ECLI:NL:TADRARL:2015:62 Raad van Discipline Arnhem-Leeuwarden 09/14

ECLI: ECLI:NL:TADRARL:2015:62
Datum uitspraak: 30-01-2015
Datum publicatie: 15-05-2015
Zaaknummer(s): 09/14
Onderwerp: Zorg voor de cliënt, subonderwerp: Beleidsvrijheid
Beslissingen: Waarschuwing
Inhoudsindicatie: Op een advocaat die voor 2 partijen optreedt in een echtscheidingsprocedure op gemeenschappelijk verzoek, rust een zware zorgplicht. Hij moet partijen goed voorlichten over de marges en mogelijkheden en zich ervan vergewissen dat partijen de te treffen regeling begrijpen. In dit geval was er verschil van mening over een door één van de partijen gestelde voorwaarde m.b.t.de toedeling van enige persoonlijke goederen. Onder die omstandigheden was er onvoldoende basis om de procedure op gemeenschappelijk verzoek voort te zetten.Bovendien was extra zorgviuldigheid geboden omdat één van de partijen een kantoorgenoot van de advocaat was. Klacht gegrond; enkele waarschuwing.

********

Opdracht: Neem uit de tuchtrechtelijke uitspraak het gedeelte vanaf "ECLI: ECLI:NL:TADRARL:2015:62" tot en met "gegrond; enkele waarschuwing." letterlijk over. De items hierna zijn afkomstig uit een andere bron.

********

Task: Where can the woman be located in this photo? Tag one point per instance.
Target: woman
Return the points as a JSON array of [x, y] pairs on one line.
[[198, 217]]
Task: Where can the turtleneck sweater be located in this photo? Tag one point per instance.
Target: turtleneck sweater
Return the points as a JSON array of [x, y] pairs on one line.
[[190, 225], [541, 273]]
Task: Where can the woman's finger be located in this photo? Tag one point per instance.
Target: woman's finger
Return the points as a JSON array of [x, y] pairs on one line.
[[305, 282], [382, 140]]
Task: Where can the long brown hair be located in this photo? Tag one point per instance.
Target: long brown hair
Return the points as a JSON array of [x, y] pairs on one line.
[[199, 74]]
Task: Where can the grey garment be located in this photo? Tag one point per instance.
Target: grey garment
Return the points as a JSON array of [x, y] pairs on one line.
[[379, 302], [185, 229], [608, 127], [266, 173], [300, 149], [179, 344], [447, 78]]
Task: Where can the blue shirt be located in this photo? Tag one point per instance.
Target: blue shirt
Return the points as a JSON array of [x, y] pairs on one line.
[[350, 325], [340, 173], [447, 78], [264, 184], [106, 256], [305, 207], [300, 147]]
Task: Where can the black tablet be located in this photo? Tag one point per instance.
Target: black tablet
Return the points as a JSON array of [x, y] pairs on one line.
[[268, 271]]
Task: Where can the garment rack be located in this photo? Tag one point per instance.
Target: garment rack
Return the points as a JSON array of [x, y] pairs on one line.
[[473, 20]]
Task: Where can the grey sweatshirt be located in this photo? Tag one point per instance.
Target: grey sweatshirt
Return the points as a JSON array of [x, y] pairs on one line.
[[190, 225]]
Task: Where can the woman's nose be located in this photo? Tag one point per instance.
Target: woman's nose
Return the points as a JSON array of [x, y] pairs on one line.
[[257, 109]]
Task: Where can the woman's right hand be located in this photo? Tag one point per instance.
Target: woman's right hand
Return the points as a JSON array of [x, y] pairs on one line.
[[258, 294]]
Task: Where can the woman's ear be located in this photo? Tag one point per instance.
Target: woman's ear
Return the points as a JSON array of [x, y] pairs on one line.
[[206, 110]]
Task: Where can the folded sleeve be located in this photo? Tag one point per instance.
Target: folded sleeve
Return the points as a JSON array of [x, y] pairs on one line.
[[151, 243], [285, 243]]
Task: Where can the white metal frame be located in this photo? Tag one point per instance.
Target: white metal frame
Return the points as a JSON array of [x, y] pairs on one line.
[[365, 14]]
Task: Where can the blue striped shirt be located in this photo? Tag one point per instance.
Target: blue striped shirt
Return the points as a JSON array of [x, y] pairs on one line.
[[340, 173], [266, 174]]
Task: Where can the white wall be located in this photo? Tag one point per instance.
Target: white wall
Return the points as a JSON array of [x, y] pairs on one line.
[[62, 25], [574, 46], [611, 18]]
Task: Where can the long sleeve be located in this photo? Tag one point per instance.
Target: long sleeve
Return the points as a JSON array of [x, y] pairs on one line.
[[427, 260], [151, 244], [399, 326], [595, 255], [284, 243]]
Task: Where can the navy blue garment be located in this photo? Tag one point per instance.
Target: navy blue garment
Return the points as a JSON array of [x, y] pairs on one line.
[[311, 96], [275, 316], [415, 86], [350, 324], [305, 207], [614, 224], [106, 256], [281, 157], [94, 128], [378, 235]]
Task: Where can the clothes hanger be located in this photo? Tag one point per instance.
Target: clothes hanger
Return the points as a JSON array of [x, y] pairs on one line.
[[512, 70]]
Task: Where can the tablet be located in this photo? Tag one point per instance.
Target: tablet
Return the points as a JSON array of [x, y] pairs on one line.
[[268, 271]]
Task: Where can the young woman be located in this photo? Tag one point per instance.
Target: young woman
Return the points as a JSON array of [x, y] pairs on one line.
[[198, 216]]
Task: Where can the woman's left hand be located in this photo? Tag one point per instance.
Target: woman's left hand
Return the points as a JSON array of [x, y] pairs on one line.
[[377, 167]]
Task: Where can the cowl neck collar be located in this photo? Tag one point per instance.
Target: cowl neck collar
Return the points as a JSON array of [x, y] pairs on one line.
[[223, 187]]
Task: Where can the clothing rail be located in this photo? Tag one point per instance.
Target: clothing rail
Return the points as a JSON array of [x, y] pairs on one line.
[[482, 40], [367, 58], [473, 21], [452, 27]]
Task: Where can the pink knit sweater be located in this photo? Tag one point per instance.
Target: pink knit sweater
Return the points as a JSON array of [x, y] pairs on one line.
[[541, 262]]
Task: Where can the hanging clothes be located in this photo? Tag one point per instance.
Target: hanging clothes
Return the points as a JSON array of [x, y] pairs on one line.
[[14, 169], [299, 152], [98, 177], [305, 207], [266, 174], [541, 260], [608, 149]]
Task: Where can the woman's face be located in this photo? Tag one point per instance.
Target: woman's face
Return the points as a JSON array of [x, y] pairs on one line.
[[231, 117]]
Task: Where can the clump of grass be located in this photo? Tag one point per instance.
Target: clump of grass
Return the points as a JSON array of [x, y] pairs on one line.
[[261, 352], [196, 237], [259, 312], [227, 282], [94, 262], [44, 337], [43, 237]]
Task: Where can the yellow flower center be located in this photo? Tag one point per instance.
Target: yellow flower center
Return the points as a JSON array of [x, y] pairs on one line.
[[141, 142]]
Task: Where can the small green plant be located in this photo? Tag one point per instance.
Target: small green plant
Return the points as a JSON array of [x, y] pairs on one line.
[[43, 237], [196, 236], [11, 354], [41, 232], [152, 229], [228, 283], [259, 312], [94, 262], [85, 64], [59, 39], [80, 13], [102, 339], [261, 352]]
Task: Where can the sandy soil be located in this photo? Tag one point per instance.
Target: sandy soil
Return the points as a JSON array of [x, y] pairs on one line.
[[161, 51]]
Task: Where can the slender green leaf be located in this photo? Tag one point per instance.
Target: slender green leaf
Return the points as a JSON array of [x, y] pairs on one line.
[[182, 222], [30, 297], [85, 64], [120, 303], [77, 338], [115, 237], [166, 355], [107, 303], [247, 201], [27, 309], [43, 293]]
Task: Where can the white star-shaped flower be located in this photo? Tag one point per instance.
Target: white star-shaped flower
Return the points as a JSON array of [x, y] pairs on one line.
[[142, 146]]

********

Volledige uitvoer:
ECLI: ECLI:NL:TADRARL:2015:62
Datum uitspraak: 30-01-2015
Datum publicatie: 15-05-2015
Zaaknummer(s): 09/14
Onderwerp: Zorg voor de cliënt, subonderwerp: Beleidsvrijheid
Beslissingen: Waarschuwing
Inhoudsindicatie: Op een advocaat die voor 2 partijen optreedt in een echtscheidingsprocedure op gemeenschappelijk verzoek, rust een zware zorgplicht. Hij moet partijen goed voorlichten over de marges en mogelijkheden en zich ervan vergewissen dat partijen de te treffen regeling begrijpen. In dit geval was er verschil van mening over een door één van de partijen gestelde voorwaarde m.b.t.de toedeling van enige persoonlijke goederen. Onder die omstandigheden was er onvoldoende basis om de procedure op gemeenschappelijk verzoek voort te zetten.Bovendien was extra zorgviuldigheid geboden omdat één van de partijen een kantoorgenoot van de advocaat was. Klacht gegrond; enkele waarschuwing.